### Excerpts of location labeling data
— START —

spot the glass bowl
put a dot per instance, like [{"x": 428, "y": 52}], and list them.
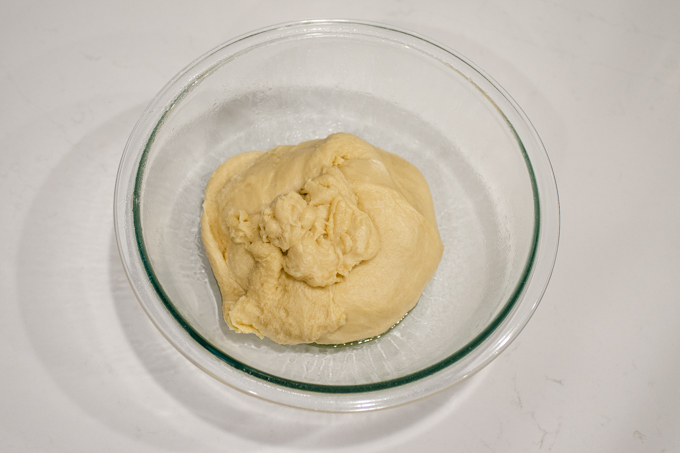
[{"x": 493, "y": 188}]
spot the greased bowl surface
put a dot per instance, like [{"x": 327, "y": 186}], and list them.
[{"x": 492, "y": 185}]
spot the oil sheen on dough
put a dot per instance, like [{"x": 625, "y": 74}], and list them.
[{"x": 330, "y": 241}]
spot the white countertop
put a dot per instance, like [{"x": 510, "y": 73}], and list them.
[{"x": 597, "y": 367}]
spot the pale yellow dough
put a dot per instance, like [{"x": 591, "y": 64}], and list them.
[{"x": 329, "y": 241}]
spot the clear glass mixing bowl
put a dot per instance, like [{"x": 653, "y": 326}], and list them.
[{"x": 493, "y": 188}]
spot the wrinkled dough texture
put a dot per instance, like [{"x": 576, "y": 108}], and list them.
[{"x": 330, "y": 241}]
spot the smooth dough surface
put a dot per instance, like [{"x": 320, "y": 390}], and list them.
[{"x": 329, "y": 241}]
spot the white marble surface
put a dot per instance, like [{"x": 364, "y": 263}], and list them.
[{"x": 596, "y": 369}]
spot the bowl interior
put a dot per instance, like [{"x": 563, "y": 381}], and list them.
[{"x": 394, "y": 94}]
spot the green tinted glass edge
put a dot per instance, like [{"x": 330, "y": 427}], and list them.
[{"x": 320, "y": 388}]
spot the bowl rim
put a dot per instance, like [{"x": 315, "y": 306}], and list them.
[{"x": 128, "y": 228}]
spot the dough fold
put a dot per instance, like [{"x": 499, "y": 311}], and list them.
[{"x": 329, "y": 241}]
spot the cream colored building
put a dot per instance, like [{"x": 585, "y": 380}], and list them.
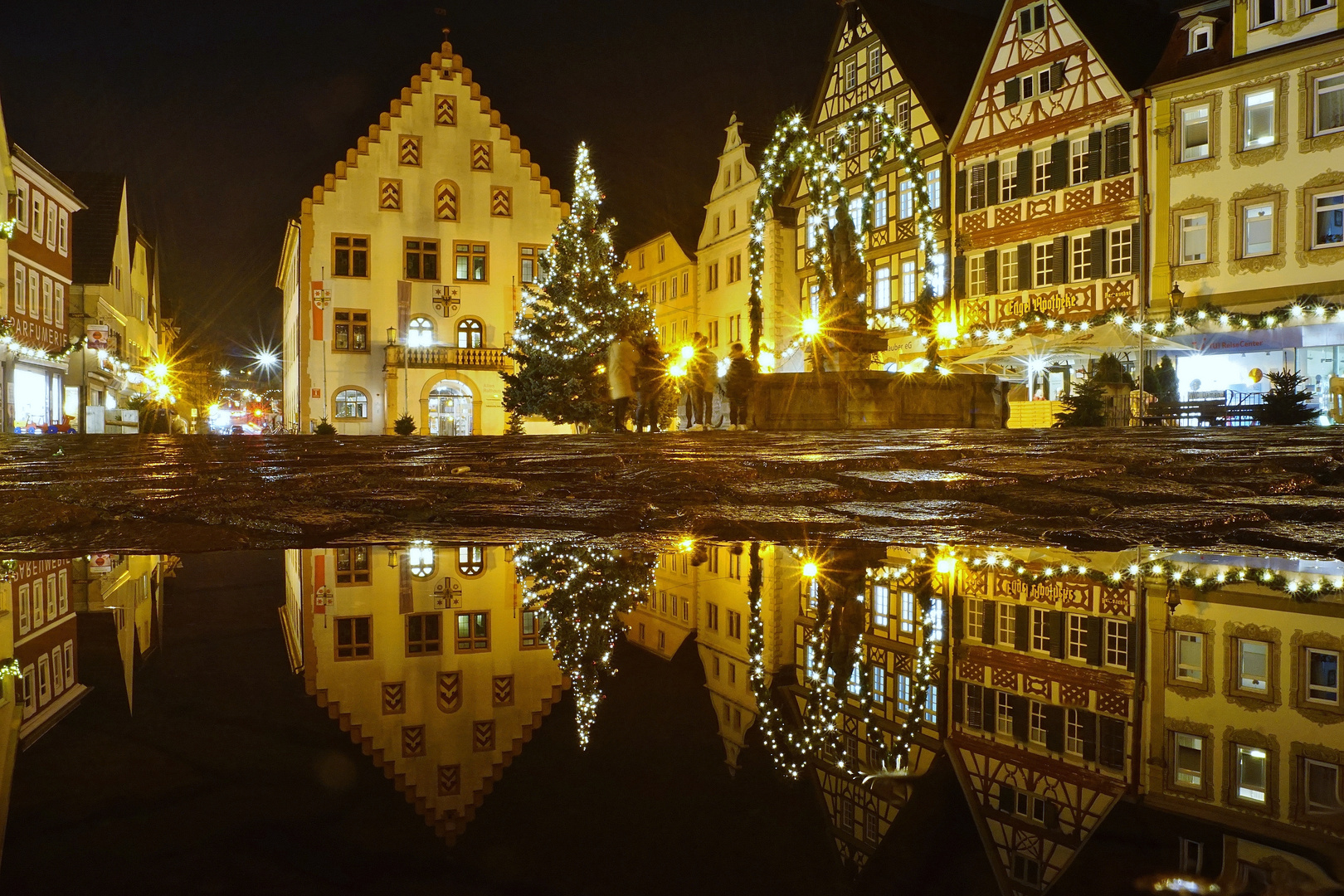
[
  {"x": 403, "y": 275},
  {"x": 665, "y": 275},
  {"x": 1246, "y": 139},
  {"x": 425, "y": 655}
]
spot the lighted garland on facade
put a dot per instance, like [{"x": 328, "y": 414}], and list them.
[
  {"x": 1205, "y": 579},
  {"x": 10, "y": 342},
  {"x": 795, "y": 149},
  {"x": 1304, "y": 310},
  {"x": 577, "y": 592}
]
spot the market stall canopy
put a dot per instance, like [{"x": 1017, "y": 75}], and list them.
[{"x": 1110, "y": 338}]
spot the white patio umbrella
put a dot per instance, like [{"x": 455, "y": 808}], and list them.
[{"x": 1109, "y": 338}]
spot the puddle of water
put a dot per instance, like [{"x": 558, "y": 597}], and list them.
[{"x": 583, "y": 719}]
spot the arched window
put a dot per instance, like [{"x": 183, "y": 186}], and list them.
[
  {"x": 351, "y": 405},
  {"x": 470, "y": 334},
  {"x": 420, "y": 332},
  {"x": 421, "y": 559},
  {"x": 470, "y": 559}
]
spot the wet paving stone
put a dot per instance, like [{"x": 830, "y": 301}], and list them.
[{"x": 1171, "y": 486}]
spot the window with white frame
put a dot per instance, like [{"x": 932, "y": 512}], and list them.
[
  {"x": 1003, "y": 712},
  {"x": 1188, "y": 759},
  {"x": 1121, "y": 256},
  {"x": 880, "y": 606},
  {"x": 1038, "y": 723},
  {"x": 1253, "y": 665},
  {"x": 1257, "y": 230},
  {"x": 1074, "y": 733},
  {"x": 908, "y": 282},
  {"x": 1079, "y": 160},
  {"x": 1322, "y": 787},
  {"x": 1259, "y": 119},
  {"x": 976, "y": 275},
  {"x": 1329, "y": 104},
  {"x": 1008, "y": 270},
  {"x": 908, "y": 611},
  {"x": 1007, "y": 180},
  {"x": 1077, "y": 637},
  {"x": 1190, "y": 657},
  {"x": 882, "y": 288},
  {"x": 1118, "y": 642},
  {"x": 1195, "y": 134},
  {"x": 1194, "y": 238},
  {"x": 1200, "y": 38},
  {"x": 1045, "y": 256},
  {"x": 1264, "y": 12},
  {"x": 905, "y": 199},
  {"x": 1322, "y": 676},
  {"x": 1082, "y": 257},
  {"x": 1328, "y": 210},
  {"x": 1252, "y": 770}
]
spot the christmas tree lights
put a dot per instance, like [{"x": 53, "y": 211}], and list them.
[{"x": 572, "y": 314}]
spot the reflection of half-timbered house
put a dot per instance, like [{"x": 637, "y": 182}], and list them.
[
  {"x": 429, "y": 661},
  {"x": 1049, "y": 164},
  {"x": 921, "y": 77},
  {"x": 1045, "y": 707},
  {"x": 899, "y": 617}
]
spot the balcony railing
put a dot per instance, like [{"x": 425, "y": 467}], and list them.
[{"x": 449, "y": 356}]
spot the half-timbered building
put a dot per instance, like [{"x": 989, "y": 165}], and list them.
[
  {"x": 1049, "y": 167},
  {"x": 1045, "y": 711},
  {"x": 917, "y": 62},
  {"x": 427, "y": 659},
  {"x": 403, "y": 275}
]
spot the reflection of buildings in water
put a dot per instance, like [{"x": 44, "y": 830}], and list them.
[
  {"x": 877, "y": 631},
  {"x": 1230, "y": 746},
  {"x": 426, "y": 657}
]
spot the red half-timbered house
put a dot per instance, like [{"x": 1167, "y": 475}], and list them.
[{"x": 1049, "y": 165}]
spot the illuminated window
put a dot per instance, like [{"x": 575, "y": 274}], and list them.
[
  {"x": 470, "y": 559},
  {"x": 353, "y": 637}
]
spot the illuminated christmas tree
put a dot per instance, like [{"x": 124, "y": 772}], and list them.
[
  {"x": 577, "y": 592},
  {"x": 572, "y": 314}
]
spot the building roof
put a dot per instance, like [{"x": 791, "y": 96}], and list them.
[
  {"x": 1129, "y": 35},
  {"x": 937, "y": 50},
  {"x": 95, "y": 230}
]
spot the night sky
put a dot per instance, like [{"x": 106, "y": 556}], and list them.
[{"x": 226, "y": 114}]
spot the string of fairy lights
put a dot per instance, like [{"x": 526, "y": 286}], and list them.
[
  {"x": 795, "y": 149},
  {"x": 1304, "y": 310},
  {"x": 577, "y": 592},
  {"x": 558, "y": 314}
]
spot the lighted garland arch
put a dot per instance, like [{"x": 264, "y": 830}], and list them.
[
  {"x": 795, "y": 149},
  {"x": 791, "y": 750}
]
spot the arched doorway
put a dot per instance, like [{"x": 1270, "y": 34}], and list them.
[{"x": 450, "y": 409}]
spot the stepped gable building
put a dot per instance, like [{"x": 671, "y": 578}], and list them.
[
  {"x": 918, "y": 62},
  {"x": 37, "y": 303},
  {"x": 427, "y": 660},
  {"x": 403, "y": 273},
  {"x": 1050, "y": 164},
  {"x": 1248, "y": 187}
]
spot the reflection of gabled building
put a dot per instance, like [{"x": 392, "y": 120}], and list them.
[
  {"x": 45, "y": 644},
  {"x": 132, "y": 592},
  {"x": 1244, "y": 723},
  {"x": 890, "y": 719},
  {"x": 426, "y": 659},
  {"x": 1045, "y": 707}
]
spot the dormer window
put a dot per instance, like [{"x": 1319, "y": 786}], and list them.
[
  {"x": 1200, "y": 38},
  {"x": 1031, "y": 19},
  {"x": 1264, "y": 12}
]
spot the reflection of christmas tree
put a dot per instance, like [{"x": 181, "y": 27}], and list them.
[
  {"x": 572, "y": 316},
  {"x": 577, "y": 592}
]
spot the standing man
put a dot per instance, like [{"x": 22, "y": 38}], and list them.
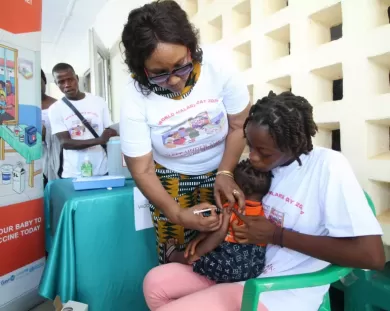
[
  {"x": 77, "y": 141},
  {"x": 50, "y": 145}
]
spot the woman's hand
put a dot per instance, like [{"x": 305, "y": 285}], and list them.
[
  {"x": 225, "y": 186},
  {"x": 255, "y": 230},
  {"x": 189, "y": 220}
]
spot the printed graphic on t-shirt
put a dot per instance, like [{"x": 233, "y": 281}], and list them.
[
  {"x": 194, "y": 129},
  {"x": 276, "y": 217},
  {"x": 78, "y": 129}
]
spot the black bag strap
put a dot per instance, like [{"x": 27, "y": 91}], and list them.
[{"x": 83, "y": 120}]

— END —

### Task statement
Extract word for word every line from the line that contains "spot the building roof" to the final line of the data, both included, and nothing else; skip the pictures.

### Response
spot the building roof
put a dot per instance, like [{"x": 791, "y": 96}], and list them.
[
  {"x": 1129, "y": 35},
  {"x": 937, "y": 50},
  {"x": 95, "y": 230}
]
spot the night sky
put a dot per instance, like [{"x": 106, "y": 556}], and list them.
[{"x": 226, "y": 114}]
spot the string of fairy lights
put a dot per instance, like [{"x": 526, "y": 286}], and list them.
[
  {"x": 795, "y": 149},
  {"x": 1304, "y": 310},
  {"x": 577, "y": 592},
  {"x": 558, "y": 314}
]
spot the lighted garland arch
put a dot per instance, like [{"x": 264, "y": 830}], and list them.
[
  {"x": 795, "y": 149},
  {"x": 791, "y": 750}
]
spot the arched doorway
put a dot per instance, like [{"x": 1270, "y": 34}], and list them.
[{"x": 450, "y": 409}]
spot the stepped gable building
put a dot per instance, like [{"x": 671, "y": 578}], and list them.
[
  {"x": 918, "y": 62},
  {"x": 37, "y": 303},
  {"x": 427, "y": 660},
  {"x": 403, "y": 273},
  {"x": 1050, "y": 164},
  {"x": 1248, "y": 187}
]
spot the reflection of gabled building
put a dot per instance, like [{"x": 392, "y": 120}], and list them.
[
  {"x": 45, "y": 644},
  {"x": 132, "y": 592},
  {"x": 1244, "y": 723},
  {"x": 890, "y": 719},
  {"x": 426, "y": 659},
  {"x": 1045, "y": 707}
]
spot the dormer window
put a dot per instance, like [{"x": 1319, "y": 786}], and list them.
[
  {"x": 1200, "y": 38},
  {"x": 1031, "y": 19},
  {"x": 1264, "y": 12}
]
spot the reflection of christmas tree
put a dot per instance, like [{"x": 181, "y": 27}], and list them.
[
  {"x": 572, "y": 316},
  {"x": 577, "y": 592}
]
spot the standing man
put a dot per instance, like [{"x": 22, "y": 38}], and list them.
[
  {"x": 77, "y": 141},
  {"x": 50, "y": 145}
]
spot the woman's hand
put a dot per instance, like [{"x": 305, "y": 285}], and list them.
[
  {"x": 225, "y": 186},
  {"x": 255, "y": 230},
  {"x": 189, "y": 220}
]
spot the printed graphic on t-shirt
put a dot per instance, like [{"x": 233, "y": 281}], and list them.
[
  {"x": 194, "y": 129},
  {"x": 276, "y": 217},
  {"x": 78, "y": 129}
]
spot the black bag strap
put a dot per instance, like [{"x": 27, "y": 91}], and list them.
[{"x": 83, "y": 120}]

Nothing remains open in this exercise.